Continue the forum thread about skiers standing on a jump landing, picking up after its last post.

_TEXT EXTRACT_
(begin)
# Why you shouldn't stand below a jump...



## poutanen (Dec 22, 2011)

Weird looking slope though, kicker in the middle. Looks like Europe somewhere?!?

Ouch - Skiers get taken out hard while standing on jump landing - Snowboard Magazine


----------



## deagol (Mar 26, 2014)

Darwin Awards candidates ?


----------



## ThredJack (Mar 18, 2014)

Must have been the snowboarder's fault right?


----------



## ShredLife (Feb 6, 2010)

poutanen said:


> Weird looking slope though, kicker in the middle. Looks like Europe somewhere?!?
> 
> Ouch - Skiers get taken out hard while standing on jump landing - Snowboard Magazine


pause @:03 - Caradiboi snowpark; La Plagne, France.


----------



## hardasacatshead (Aug 21, 2013)

Dickheads.


----------



## madmax (Sep 10, 2013)

Ugggghhhhhh girl gets tomahawked. Showed this around work today. People's reactions to it are great.


----------



## td.1000 (Mar 26, 2014)

damn, I would laugh but those look like kids. not too far there's another lady just casually cruising down the landing. "hmm I wonder why this slope is shaped in this weird way, what could it possibly be used for?"


----------



## TwiggyMK (Apr 9, 2014)

Haha natural selection at its finest. Is it wrong to hope for maybe a broken tibia or clavicle?


----------



## poutanen (Dec 22, 2011)

TwiggyMK said:


> Haha natural selection at its finest. Is it wrong to hope for maybe a broken tibia or clavicle?


Yeah, that's a little fucked up. Looks like the boarder went down and took it in the side, hopefully bruised/broken ribs is all he got. Skier might have been pretty fucked up!
(end)
(Coordinate annotation records)
(begin)
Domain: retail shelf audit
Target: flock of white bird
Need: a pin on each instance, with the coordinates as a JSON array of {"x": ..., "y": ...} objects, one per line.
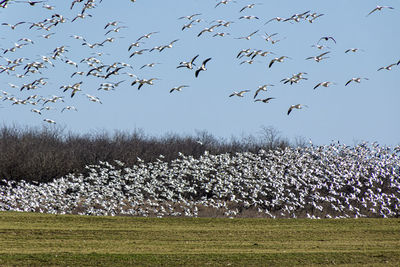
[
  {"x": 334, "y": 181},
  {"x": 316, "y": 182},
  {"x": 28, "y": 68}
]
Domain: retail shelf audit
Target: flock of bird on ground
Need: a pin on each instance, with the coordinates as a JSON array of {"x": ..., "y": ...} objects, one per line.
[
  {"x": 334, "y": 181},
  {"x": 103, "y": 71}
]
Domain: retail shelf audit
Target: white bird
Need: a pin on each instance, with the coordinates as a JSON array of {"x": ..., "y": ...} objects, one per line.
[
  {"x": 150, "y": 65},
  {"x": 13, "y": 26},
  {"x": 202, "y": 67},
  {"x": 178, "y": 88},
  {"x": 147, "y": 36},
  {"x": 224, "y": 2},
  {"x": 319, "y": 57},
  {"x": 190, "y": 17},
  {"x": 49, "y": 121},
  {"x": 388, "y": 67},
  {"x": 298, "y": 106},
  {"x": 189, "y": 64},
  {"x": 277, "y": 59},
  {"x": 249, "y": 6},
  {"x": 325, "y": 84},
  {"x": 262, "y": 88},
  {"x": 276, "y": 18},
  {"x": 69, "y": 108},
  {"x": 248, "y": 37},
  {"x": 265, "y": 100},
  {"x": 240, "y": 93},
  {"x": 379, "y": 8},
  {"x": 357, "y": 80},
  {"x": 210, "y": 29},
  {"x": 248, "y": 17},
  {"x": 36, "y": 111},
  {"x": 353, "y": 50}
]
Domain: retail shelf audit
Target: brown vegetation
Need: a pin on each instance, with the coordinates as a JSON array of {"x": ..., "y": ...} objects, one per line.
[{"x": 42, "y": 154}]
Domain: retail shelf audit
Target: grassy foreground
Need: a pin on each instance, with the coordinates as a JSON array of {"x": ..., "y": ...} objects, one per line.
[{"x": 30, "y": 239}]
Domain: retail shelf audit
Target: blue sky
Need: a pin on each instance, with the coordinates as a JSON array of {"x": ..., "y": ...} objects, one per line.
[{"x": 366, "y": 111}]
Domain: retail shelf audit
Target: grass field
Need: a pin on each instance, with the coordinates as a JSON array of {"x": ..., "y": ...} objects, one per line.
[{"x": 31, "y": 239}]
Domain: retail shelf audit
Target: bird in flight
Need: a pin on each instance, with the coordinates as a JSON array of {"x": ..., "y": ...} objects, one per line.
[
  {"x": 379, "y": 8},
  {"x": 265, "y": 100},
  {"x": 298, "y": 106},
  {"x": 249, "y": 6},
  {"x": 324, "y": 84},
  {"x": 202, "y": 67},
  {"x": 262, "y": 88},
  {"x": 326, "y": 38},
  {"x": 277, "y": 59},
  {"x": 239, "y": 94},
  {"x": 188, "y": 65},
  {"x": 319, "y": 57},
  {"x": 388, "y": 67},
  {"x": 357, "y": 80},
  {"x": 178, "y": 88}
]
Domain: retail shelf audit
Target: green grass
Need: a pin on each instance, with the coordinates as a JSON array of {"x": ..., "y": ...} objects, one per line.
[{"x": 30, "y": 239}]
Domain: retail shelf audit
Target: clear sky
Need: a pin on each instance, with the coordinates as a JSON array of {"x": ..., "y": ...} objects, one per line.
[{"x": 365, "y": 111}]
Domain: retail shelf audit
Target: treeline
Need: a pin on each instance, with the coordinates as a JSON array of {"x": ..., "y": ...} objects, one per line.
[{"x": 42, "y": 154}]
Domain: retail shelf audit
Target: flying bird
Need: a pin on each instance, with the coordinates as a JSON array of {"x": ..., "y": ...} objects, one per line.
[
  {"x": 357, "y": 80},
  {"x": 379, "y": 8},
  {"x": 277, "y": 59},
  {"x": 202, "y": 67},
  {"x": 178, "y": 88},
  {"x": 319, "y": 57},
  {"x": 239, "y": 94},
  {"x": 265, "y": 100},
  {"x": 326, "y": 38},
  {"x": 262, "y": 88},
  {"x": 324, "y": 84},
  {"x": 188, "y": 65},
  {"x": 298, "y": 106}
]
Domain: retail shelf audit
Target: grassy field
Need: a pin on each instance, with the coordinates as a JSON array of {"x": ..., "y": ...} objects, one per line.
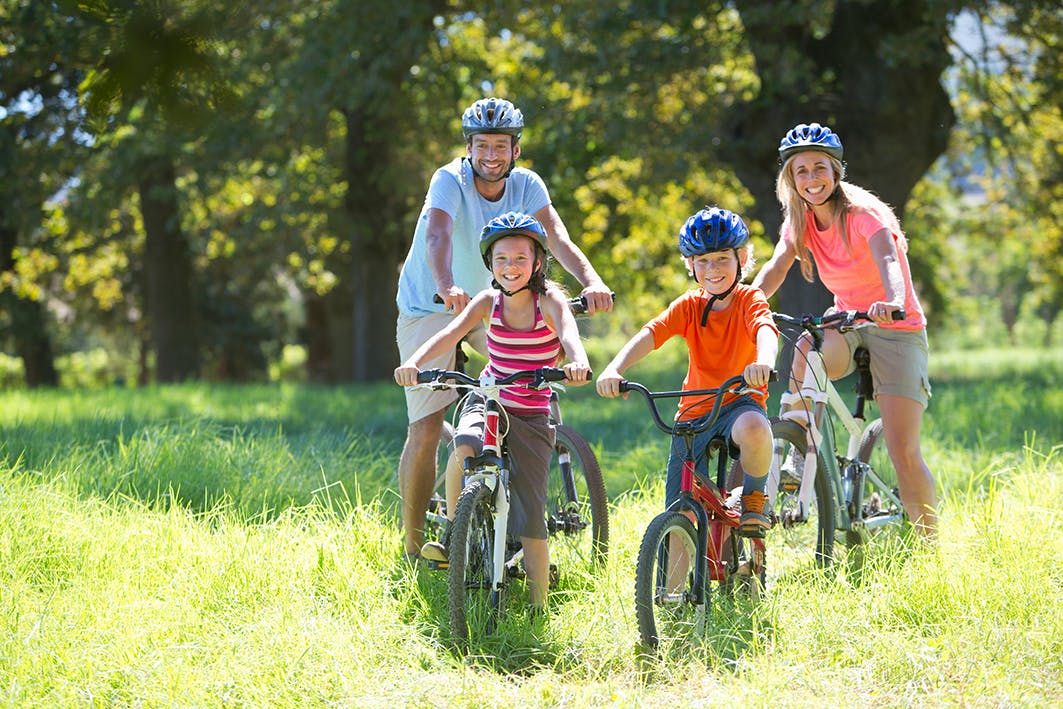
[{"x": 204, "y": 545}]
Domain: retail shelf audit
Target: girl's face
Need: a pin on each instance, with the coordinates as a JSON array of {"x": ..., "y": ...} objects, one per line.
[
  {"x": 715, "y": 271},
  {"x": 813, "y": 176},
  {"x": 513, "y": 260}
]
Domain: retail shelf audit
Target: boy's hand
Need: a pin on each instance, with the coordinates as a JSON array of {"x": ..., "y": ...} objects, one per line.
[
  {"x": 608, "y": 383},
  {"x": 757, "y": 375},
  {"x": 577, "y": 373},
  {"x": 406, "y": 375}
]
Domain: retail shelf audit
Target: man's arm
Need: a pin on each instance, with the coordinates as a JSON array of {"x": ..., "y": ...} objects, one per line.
(end)
_OUTPUT_
----------



## chomps1211 (Mar 30, 2011)

Having just had no fewer than two dumb ass dipshits pull right out in front of me on my way to work. Both utterly oblivious despite a blaring horn and screeching brakes? I am increasingly less and less surprised by just how stupid and clueless ppl can be. 


....although this example shows some immense stupidity! :dunno:


----------



## ekb18c (Mar 11, 2013)

Ouch. I hope the boarder is ok


----------



## F1EA (Oct 25, 2013)

annnnnd.... two pins for the spare.

BTW ouch.


----------



## ThredJack (Mar 18, 2014)

I too hope the boarder is okay.

The skiers got exactly what they deserve.


----------



## andrewdod (Mar 24, 2013)

poutanen said:


> Yeah, that's a little fucked up. Looks like the boarder went down and took it in the side, hopefully bruised/broken ribs is all he got. Skier might have been pretty fucked up!


if you go to around 6 seconds you'll see that the boarder pops right back up. Doesn't mean he isn't hurt but is definitely encouraging.


----------



## drstone (Feb 17, 2012)

I want to see the next 10 seconds to a minute where the skiers flip out at the guy on the snowboard and blame it on him. you know it happened


----------



## surfinsnow (Feb 4, 2010)

poutanen said:


> Weird looking slope though, kicker in the middle. Looks like Europe somewhere?!?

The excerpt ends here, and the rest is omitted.